* [Challenge A]: In the Lara Hogan interview, what new topic has Hogan recently branched out into?
* [Challenge B]: Transcribe the passage of the Lara Hogan interview starting at "Interview: Lara Hogan" and ending at "a restricted industry.".
* [Challenge C]: Translate this sentence from the Lara Hogan interview into Spanish: "Although Hogan is a pro now, her start in public speaking was not as smooth."

# start of Page extract

Interview: Lara Hogan
Etsy’s engineering director on promoting performance, honing her spidey senses and finding ways to speak up in a restricted industry.
Designers who frequent the web conference circuit may well recognise Lara Hogan’s face; she regularly takes to the stage to share performance advice at events. However, recently she’s branched out into a new topic – and a brave one at that: the secrets of successful public speaking. “I cannot tell you how nerve-wracking it is to get up there and try to tell people that they can be good [at presenting]!” Hogan smiles. “I gave the first version of the talk last week and it was definitely intimidating.”
Although Hogan is a pro now, her start in public speaking was not as smooth. “For my first conference ever they had sent me an email to invite me and I was like, ‘Woah, I wonder how they got my information? This is pretty massive. They must have read my blog posts or something,’” she recalls. “Then when I was standing by the side of the stage and they were introducing me, I realised that the biography they were reading was definitely not mine.”

# end of Page extract
# start of Supplied material

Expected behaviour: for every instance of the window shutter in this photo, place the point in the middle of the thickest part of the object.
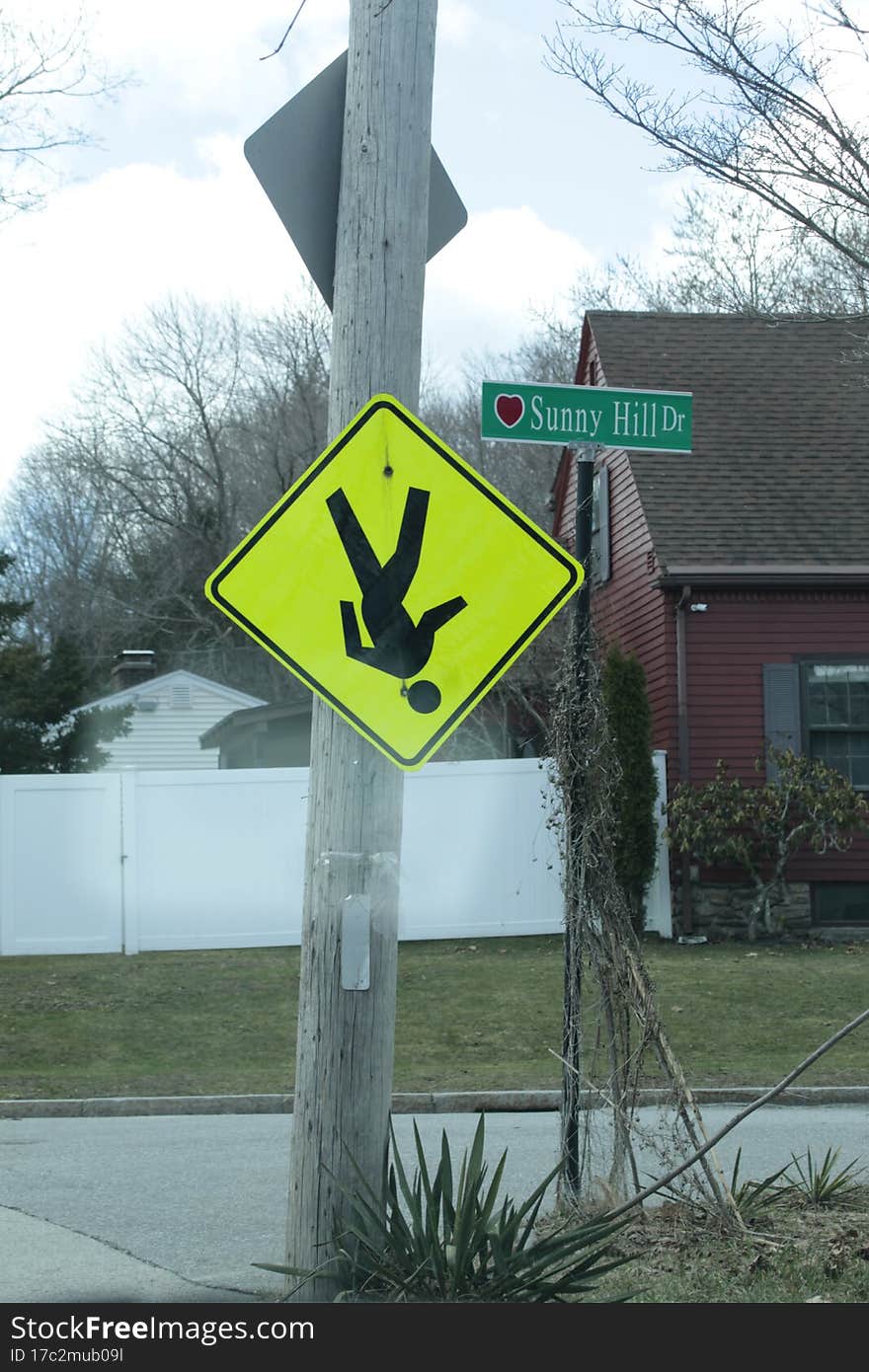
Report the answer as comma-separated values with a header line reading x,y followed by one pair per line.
x,y
781,722
600,526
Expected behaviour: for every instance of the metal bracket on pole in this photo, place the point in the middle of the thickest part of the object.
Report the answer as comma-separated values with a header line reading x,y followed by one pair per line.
x,y
356,943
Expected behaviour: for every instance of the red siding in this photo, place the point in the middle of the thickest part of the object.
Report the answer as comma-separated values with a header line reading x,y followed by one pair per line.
x,y
727,648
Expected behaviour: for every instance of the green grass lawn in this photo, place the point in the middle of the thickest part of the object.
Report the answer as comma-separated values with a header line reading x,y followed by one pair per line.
x,y
471,1016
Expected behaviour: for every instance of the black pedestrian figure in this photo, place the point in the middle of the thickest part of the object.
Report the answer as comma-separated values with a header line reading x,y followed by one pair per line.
x,y
400,648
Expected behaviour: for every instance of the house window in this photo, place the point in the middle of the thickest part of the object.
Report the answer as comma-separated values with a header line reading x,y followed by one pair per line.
x,y
836,718
840,901
600,526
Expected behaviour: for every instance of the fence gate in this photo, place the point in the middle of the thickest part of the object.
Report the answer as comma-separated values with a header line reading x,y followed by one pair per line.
x,y
60,879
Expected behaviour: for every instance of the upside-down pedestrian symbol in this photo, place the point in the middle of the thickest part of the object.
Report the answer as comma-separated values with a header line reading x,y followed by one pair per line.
x,y
400,647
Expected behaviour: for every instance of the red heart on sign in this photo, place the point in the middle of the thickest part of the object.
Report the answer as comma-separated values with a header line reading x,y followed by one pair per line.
x,y
510,409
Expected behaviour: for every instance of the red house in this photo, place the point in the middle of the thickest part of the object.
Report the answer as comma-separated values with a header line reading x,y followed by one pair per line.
x,y
739,573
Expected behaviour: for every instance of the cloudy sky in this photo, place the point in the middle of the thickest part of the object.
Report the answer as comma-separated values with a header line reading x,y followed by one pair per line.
x,y
166,202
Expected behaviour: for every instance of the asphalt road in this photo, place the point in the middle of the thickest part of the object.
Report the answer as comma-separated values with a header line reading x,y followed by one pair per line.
x,y
178,1207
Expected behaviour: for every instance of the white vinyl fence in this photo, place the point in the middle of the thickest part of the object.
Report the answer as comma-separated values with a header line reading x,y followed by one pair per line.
x,y
139,861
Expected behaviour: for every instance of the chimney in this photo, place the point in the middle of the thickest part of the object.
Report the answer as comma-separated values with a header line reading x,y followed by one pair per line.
x,y
132,667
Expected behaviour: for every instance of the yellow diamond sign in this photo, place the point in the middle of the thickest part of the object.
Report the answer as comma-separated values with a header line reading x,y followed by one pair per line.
x,y
396,582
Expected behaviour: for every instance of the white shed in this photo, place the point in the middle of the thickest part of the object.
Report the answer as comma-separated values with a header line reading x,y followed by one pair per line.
x,y
171,713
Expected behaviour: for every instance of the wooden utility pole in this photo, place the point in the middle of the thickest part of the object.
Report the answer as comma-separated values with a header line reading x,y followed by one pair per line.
x,y
347,1036
572,1047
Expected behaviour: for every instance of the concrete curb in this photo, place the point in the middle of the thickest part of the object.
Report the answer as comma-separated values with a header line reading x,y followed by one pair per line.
x,y
435,1102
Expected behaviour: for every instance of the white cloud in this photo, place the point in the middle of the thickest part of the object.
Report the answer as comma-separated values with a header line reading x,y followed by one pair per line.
x,y
484,287
101,253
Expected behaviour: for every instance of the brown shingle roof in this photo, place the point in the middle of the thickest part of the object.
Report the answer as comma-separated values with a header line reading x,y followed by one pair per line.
x,y
778,471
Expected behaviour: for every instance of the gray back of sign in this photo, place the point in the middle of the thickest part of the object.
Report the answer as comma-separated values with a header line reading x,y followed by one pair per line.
x,y
295,155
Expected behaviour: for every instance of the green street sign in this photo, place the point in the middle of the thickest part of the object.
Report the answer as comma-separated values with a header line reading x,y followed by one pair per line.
x,y
578,416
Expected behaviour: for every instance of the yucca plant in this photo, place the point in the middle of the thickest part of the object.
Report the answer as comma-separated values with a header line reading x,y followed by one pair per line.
x,y
752,1196
430,1239
823,1182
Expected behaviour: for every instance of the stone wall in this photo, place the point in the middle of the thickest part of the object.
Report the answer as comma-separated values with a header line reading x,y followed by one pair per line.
x,y
720,910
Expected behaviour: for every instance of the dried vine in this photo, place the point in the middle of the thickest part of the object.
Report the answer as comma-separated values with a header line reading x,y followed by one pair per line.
x,y
602,1066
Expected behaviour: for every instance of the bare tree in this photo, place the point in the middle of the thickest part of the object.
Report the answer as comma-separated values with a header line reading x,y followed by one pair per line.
x,y
183,436
731,254
46,73
767,114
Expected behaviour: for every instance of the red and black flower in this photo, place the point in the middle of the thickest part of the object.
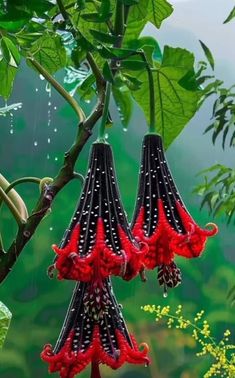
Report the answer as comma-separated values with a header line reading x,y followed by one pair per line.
x,y
99,236
160,217
93,332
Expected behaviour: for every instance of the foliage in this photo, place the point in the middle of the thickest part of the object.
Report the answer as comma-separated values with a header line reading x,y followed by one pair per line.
x,y
5,318
222,352
230,16
223,115
39,32
218,191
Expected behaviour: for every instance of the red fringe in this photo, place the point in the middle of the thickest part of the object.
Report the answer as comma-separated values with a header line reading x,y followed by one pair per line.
x,y
71,266
68,364
165,242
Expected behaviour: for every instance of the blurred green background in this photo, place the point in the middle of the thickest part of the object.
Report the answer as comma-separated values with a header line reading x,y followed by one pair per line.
x,y
32,143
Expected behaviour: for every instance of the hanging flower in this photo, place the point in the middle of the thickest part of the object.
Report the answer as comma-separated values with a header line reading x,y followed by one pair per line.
x,y
161,219
93,332
99,236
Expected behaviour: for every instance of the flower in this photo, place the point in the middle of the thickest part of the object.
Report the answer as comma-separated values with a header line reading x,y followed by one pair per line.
x,y
93,332
99,236
161,219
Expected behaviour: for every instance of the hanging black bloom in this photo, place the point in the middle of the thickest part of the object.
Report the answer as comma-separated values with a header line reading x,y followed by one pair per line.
x,y
94,332
160,217
99,237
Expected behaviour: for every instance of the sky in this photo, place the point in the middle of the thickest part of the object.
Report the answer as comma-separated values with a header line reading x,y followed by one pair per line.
x,y
193,20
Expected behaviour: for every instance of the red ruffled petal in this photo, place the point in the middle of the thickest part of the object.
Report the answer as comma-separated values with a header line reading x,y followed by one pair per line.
x,y
68,364
125,263
165,242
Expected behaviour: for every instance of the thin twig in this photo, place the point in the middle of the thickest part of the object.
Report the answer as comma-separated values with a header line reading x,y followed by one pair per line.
x,y
58,88
11,207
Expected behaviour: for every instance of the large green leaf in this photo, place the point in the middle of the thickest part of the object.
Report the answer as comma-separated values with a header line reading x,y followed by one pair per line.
x,y
15,14
7,76
174,104
230,16
49,51
10,52
5,318
158,10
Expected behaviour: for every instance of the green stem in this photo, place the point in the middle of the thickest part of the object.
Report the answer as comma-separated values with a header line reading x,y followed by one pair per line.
x,y
105,113
119,22
22,180
1,244
152,120
96,71
12,208
62,9
58,88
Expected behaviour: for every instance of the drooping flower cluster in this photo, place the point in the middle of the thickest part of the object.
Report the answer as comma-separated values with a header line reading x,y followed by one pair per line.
x,y
97,244
93,332
161,219
99,233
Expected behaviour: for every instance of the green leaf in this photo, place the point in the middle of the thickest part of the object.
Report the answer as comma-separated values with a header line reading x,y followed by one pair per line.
x,y
129,2
7,76
103,37
208,54
158,10
150,47
96,17
230,16
154,11
174,105
10,52
10,108
5,319
49,52
133,65
107,73
124,104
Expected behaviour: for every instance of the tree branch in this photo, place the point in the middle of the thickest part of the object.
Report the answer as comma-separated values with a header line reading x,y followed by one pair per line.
x,y
64,176
16,214
58,88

# end of Supplied material

* [Expected answer A]: The secrets of successful public speaking.

* [Expected answer B]:
Interview: Lara Hogan
Etsy’s engineering director on promoting performance, honing her spidey senses and finding ways to speak up in a restricted industry.

* [Expected answer C]: Aunque Hogan ahora es una profesional, sus comienzos en la oratoria pública no fueron tan fáciles.